[Your assignment]: Where "soccer" occurs in a line of the entries below, copy that line.

[Given entries]:
......
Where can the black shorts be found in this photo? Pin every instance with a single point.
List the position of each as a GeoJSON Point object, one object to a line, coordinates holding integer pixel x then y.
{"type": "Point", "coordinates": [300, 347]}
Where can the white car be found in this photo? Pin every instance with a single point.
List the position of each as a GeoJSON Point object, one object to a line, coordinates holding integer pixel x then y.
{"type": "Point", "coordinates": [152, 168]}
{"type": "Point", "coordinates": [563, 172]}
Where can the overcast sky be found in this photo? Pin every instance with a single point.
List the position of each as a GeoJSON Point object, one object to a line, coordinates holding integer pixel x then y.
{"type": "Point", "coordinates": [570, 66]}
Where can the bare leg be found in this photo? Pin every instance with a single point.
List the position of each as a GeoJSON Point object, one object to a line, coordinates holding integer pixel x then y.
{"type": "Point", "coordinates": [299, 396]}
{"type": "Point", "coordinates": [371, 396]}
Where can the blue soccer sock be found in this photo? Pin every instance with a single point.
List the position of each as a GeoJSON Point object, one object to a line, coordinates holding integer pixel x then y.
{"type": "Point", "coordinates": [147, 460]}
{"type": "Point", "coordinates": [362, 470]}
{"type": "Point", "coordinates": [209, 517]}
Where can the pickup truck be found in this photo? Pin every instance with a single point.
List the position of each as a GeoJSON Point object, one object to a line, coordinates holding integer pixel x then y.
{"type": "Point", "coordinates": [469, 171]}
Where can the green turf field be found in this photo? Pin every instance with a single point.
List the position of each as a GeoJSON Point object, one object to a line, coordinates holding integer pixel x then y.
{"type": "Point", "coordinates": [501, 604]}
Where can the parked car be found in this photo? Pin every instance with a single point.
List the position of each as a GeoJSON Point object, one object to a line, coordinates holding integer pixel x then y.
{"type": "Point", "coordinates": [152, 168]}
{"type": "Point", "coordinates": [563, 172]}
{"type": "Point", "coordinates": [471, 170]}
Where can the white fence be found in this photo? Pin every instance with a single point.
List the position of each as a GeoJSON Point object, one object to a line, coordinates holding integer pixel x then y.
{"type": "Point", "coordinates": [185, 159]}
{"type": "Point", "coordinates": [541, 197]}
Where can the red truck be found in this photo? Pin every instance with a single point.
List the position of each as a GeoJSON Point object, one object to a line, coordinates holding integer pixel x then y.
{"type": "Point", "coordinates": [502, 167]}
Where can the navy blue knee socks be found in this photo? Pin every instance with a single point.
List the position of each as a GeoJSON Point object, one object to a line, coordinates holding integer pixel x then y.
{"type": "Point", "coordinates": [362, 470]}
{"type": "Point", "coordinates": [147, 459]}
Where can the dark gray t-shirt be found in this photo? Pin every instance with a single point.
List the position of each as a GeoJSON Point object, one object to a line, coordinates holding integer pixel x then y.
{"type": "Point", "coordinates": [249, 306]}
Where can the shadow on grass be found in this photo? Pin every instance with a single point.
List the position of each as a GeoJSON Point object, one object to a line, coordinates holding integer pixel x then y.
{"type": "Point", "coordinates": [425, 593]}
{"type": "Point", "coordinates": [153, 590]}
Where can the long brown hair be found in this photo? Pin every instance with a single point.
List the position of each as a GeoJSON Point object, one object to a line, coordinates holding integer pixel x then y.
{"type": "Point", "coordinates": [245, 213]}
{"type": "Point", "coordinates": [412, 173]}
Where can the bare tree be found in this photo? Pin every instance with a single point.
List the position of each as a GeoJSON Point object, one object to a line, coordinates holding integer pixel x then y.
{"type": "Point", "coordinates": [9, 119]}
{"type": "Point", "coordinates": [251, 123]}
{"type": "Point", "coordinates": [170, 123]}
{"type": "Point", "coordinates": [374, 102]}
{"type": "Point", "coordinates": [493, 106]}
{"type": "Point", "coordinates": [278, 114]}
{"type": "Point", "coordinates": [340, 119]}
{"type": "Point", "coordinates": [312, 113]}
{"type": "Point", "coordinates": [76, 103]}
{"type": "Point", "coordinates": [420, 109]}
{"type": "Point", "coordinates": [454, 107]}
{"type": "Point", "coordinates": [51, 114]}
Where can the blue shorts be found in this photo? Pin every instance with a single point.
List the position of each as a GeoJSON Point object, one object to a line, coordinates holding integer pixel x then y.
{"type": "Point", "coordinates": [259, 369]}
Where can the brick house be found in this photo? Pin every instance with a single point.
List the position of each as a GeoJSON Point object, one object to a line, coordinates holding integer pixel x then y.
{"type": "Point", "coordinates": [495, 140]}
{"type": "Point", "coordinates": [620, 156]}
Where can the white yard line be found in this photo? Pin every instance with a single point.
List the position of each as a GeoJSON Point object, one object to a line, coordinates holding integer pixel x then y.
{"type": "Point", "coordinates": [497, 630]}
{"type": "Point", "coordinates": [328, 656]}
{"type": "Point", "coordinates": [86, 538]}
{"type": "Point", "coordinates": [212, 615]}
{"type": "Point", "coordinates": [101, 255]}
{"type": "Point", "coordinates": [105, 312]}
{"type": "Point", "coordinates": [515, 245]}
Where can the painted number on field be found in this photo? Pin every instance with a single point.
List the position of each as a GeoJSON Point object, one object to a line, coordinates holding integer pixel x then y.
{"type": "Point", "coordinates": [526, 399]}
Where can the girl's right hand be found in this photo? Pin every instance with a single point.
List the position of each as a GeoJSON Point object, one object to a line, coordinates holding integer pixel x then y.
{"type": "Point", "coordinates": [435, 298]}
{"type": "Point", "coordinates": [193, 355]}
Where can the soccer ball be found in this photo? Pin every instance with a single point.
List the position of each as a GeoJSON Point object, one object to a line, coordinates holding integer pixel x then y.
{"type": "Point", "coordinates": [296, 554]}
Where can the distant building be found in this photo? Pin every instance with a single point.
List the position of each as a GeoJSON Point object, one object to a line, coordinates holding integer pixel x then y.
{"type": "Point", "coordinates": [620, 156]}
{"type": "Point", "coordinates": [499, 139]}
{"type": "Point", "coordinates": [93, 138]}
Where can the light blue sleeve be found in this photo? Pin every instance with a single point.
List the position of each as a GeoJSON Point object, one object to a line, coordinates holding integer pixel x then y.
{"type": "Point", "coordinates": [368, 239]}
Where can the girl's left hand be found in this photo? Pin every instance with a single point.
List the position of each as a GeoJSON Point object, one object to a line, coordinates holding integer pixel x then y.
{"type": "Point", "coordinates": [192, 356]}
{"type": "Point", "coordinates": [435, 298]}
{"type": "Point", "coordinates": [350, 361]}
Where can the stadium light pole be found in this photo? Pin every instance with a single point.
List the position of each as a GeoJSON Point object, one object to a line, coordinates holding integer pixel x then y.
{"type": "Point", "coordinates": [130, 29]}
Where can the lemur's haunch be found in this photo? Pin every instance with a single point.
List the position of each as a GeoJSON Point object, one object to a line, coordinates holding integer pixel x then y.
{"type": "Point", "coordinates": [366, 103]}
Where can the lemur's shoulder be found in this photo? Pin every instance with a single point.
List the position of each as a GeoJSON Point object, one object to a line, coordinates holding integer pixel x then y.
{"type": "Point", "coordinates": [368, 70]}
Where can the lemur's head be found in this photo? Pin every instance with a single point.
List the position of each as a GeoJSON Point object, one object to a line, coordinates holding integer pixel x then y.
......
[Your response]:
Where can the blue soccer sock be found in this photo? Pin every instance with a single point.
Where can the soccer ball be found in this photo? Pin every instance with a single point.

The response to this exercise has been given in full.